Task brief ::
Here is a block of records. Copy every one of them exactly.

═════ Material provided ═════

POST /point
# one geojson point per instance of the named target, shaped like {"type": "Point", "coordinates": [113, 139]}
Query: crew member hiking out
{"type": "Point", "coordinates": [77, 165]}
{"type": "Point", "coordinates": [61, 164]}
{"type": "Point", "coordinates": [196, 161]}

═════

Exercise output ::
POST /point
# one geojson point per instance of the named target, shaped like {"type": "Point", "coordinates": [113, 139]}
Query: crew member hiking out
{"type": "Point", "coordinates": [77, 165]}
{"type": "Point", "coordinates": [61, 164]}
{"type": "Point", "coordinates": [196, 161]}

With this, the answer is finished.